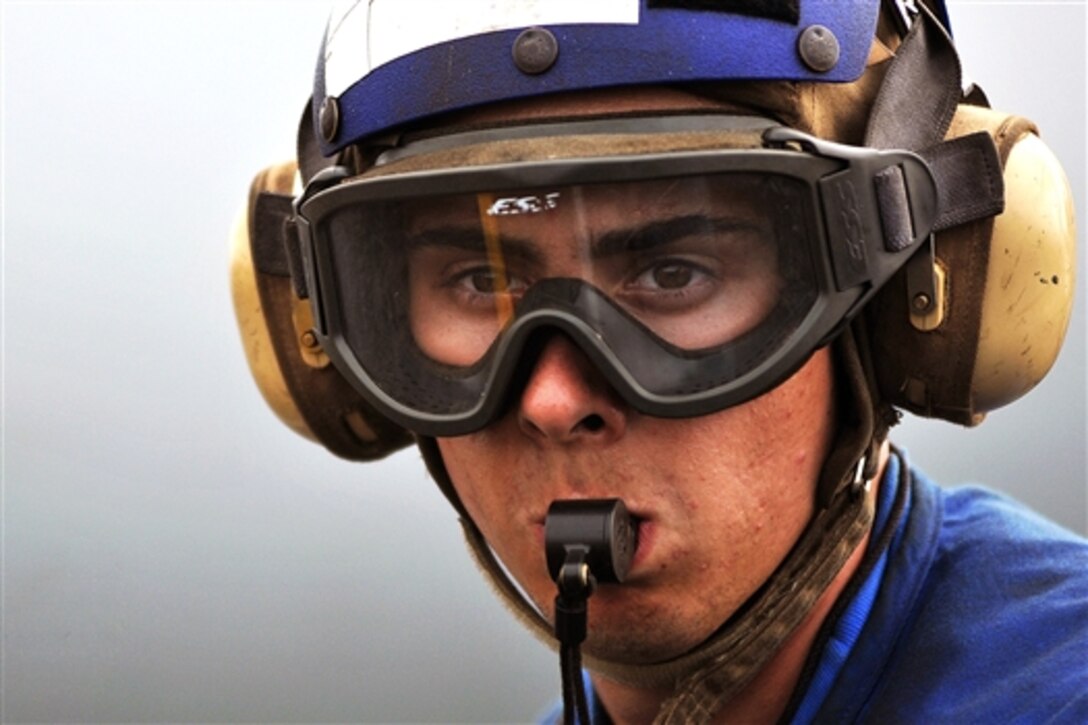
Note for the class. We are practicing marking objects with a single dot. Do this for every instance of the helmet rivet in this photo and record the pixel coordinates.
(818, 48)
(535, 50)
(922, 303)
(329, 119)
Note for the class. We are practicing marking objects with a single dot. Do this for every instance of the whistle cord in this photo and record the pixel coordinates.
(573, 689)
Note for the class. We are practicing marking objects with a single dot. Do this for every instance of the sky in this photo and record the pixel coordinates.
(172, 552)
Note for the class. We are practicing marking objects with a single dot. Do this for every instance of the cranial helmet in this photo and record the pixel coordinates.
(947, 316)
(888, 211)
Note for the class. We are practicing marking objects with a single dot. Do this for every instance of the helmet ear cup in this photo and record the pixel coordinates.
(1003, 289)
(292, 372)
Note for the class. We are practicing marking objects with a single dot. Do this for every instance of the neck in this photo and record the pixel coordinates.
(764, 699)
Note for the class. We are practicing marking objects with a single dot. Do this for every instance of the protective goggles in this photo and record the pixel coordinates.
(693, 278)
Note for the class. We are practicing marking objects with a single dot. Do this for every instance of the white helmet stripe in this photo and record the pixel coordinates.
(366, 34)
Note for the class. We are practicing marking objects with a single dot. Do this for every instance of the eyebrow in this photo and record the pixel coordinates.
(633, 238)
(666, 231)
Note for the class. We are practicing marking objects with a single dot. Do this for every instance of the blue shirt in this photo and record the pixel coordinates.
(977, 612)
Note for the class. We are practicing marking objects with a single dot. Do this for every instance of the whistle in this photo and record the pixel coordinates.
(585, 542)
(596, 532)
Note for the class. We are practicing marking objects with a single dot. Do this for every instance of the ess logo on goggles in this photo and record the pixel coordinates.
(693, 279)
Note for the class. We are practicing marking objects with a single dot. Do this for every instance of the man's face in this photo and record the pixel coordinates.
(719, 500)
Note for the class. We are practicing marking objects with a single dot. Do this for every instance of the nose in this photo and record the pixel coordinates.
(568, 401)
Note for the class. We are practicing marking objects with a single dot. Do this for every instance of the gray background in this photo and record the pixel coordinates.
(170, 552)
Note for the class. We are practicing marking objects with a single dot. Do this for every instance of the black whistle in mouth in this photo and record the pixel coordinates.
(585, 541)
(594, 532)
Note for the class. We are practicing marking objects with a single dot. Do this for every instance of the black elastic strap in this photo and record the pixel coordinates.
(919, 94)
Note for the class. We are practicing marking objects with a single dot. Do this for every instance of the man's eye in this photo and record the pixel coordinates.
(486, 282)
(670, 274)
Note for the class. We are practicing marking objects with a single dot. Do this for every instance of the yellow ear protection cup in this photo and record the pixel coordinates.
(979, 323)
(292, 372)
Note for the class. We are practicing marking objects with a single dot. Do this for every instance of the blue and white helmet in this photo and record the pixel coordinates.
(385, 64)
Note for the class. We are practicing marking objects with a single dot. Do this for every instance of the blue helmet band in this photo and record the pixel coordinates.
(363, 88)
(703, 278)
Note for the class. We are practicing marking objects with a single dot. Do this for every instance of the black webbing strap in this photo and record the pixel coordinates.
(914, 110)
(275, 241)
(271, 212)
(971, 183)
(918, 96)
(310, 159)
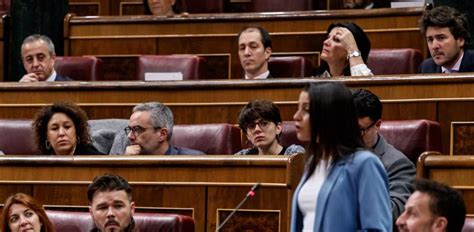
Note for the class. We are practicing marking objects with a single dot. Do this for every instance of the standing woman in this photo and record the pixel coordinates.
(22, 213)
(62, 129)
(345, 52)
(164, 7)
(345, 187)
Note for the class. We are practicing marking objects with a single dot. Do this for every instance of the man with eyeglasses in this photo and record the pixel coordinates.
(400, 170)
(149, 131)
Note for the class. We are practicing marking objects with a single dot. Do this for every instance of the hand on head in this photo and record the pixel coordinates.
(30, 77)
(346, 39)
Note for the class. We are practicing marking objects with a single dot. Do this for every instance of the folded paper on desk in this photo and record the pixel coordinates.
(164, 76)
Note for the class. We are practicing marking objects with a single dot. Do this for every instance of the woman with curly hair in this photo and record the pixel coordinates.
(21, 213)
(62, 129)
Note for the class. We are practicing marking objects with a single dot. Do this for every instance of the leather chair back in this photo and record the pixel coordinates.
(79, 68)
(394, 61)
(219, 139)
(468, 225)
(289, 66)
(192, 67)
(412, 137)
(17, 137)
(68, 221)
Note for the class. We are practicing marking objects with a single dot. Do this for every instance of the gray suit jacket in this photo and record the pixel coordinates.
(401, 174)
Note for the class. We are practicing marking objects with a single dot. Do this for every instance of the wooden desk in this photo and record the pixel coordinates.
(201, 186)
(119, 40)
(455, 171)
(439, 98)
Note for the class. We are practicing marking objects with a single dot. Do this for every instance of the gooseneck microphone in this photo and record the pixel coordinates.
(251, 193)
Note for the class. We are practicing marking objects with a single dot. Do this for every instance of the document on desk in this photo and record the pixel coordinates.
(163, 76)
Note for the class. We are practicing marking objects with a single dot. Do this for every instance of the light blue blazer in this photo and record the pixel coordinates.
(354, 197)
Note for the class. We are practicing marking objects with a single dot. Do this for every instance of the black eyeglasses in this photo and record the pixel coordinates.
(137, 130)
(363, 131)
(263, 124)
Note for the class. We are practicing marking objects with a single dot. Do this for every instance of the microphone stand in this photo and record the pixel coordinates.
(251, 193)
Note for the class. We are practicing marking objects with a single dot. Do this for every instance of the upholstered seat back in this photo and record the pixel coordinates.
(394, 61)
(289, 66)
(17, 137)
(192, 67)
(468, 225)
(67, 221)
(79, 68)
(412, 137)
(217, 139)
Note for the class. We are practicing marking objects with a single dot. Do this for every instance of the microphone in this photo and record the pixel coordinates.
(251, 193)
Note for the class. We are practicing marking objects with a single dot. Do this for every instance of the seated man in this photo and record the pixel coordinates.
(433, 207)
(111, 205)
(150, 129)
(400, 170)
(37, 55)
(447, 34)
(255, 49)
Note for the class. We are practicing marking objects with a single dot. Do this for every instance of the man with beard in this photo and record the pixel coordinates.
(255, 49)
(150, 129)
(111, 204)
(433, 207)
(447, 34)
(38, 57)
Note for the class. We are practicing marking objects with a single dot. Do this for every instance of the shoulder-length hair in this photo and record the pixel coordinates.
(335, 131)
(178, 7)
(29, 202)
(73, 111)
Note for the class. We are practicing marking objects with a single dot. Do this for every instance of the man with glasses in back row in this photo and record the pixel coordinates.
(400, 170)
(150, 129)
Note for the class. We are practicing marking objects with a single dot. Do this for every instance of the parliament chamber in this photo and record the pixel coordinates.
(207, 188)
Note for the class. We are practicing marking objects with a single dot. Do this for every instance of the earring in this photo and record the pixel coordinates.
(48, 146)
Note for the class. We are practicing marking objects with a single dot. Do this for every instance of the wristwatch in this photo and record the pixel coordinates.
(353, 54)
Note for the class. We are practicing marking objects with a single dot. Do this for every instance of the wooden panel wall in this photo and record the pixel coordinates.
(119, 40)
(180, 184)
(438, 98)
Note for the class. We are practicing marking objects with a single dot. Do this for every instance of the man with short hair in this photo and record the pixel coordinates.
(447, 35)
(38, 57)
(111, 205)
(400, 170)
(150, 129)
(433, 207)
(255, 49)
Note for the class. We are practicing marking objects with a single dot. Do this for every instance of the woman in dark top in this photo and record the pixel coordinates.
(62, 129)
(260, 121)
(345, 52)
(164, 7)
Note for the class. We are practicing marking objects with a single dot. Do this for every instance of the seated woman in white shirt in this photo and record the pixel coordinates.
(261, 122)
(344, 52)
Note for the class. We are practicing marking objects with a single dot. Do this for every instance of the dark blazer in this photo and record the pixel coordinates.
(62, 78)
(467, 64)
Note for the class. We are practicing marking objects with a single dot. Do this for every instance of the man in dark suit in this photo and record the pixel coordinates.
(447, 34)
(255, 49)
(400, 170)
(37, 54)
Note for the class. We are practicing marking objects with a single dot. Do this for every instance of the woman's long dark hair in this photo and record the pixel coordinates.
(362, 41)
(335, 131)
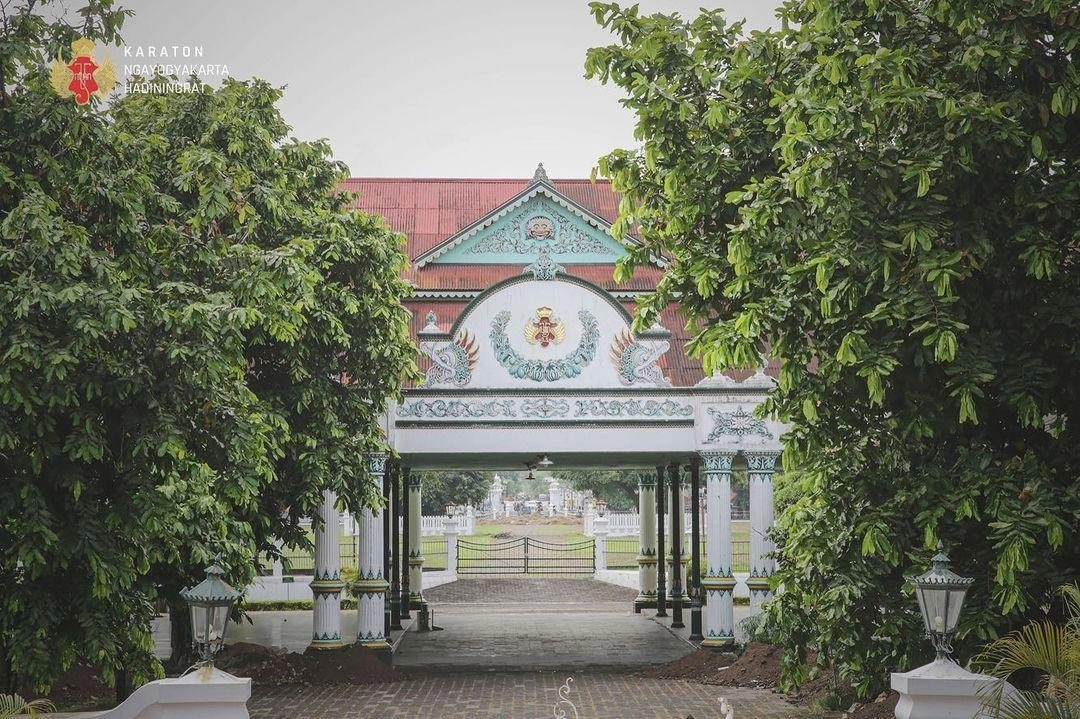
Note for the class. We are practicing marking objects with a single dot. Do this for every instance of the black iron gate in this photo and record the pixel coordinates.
(526, 555)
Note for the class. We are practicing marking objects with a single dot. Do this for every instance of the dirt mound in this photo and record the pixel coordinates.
(882, 707)
(702, 666)
(80, 688)
(350, 665)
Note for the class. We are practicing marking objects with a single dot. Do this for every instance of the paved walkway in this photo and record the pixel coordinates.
(525, 695)
(534, 589)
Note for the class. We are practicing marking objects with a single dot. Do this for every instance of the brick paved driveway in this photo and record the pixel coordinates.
(520, 588)
(525, 695)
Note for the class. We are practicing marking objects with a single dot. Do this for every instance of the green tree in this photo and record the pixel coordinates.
(618, 488)
(199, 337)
(883, 194)
(443, 488)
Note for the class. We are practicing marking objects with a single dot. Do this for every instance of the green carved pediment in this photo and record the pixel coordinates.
(524, 232)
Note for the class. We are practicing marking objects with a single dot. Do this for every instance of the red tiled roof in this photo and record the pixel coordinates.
(430, 211)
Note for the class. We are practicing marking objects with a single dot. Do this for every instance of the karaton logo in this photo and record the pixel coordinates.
(82, 76)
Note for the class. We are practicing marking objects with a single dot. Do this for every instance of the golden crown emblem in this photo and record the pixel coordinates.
(544, 328)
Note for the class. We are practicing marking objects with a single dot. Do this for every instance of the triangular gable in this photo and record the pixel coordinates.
(539, 218)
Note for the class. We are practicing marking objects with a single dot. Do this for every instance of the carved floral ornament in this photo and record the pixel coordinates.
(531, 408)
(738, 424)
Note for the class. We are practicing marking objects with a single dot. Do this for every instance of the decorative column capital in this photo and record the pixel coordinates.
(764, 462)
(717, 461)
(377, 462)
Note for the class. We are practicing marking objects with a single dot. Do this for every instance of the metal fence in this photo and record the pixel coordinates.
(526, 555)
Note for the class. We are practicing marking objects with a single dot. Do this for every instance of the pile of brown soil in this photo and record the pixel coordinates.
(882, 707)
(350, 665)
(757, 667)
(81, 688)
(702, 666)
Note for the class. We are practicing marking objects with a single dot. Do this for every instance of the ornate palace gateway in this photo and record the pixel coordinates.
(528, 352)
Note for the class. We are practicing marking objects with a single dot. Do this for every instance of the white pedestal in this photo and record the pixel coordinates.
(941, 690)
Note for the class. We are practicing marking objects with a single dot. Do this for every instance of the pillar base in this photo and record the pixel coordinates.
(644, 602)
(328, 642)
(718, 643)
(942, 690)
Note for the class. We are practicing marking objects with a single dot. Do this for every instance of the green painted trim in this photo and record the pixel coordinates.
(675, 394)
(516, 280)
(605, 424)
(531, 190)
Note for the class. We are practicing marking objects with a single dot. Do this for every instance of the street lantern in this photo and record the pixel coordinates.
(941, 594)
(211, 601)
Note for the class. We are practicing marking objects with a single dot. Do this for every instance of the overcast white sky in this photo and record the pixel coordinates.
(423, 87)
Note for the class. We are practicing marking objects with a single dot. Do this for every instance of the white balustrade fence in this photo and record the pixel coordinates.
(628, 524)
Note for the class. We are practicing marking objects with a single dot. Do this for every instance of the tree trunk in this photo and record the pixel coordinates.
(179, 637)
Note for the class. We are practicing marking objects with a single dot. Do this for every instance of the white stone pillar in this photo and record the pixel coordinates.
(370, 585)
(761, 566)
(944, 690)
(599, 537)
(415, 543)
(647, 534)
(495, 494)
(717, 581)
(326, 584)
(450, 532)
(676, 526)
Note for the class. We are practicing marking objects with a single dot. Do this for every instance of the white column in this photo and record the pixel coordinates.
(647, 534)
(761, 566)
(326, 584)
(450, 532)
(599, 534)
(677, 526)
(415, 543)
(370, 585)
(717, 581)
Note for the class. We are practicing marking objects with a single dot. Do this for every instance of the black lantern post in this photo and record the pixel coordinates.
(941, 594)
(211, 601)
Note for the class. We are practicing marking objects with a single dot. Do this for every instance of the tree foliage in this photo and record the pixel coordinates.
(618, 488)
(440, 489)
(198, 338)
(883, 194)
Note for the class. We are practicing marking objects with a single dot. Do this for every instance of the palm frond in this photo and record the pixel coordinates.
(1034, 705)
(1041, 646)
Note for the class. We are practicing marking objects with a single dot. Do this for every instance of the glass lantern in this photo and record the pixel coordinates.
(941, 594)
(211, 602)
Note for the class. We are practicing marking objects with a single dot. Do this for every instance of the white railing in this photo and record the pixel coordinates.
(626, 524)
(436, 525)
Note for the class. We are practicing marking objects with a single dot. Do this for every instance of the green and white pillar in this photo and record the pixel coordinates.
(718, 582)
(326, 584)
(761, 566)
(372, 584)
(415, 543)
(647, 532)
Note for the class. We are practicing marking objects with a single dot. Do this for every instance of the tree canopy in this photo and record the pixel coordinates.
(199, 337)
(883, 194)
(443, 488)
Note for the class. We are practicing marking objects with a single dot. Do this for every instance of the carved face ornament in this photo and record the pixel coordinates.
(540, 228)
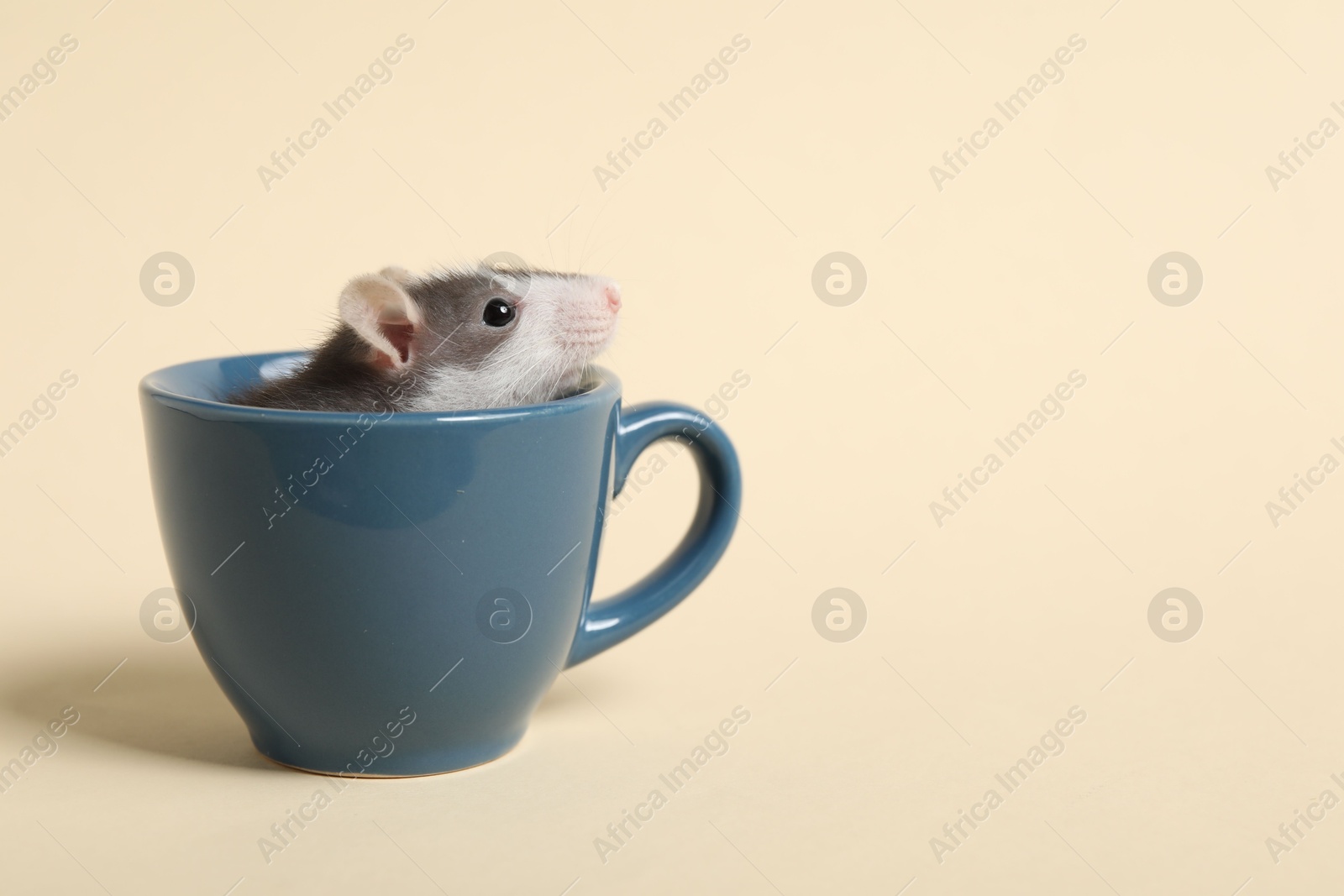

┄┄┄┄┄┄┄┄┄┄

Directive
Please write these lines out again unchanged: begin at the line that contains "the white balustrade" and stop after the line that contains "(1041, 646)".

Completed task
Note for the class. We are practicing marking objects with a single dot. Do this for every instance of the white balustrade fence in this photo and record the pixel coordinates.
(628, 524)
Note for the class. We are practicing marking objects with a single dot. Do this for every instance of the tree trunk in this photo and record the pixel coordinates.
(179, 637)
Note for the class. We are practicing marking objects with a single dot. Do this for every instance of the white stone pillar in this photo and record the pixel coordinates.
(370, 585)
(761, 566)
(944, 690)
(599, 537)
(415, 543)
(647, 534)
(495, 494)
(717, 581)
(326, 584)
(450, 532)
(676, 526)
Note for the class. We are practicing marking objects with a single dot. Do this for every instance of the white column in this photo and record the pixel coordinates.
(647, 534)
(761, 566)
(326, 584)
(450, 532)
(599, 534)
(677, 526)
(415, 543)
(370, 585)
(717, 581)
Note for the class. We are practicing marking objects with a single dot. Do this for every instance of the black lantern post in this photo and record the pixel coordinates.
(941, 594)
(211, 601)
Note for the class. We are practicing marking objects with a single dot. Do this for every instance of the tree foliage in this photo and record the pixel coordinates.
(618, 488)
(440, 489)
(198, 338)
(883, 194)
Note for the class. We are practicing marking objects with a single dot. Do this for every instance of the palm frond in this photo and record the pixel coordinates.
(1034, 705)
(1041, 646)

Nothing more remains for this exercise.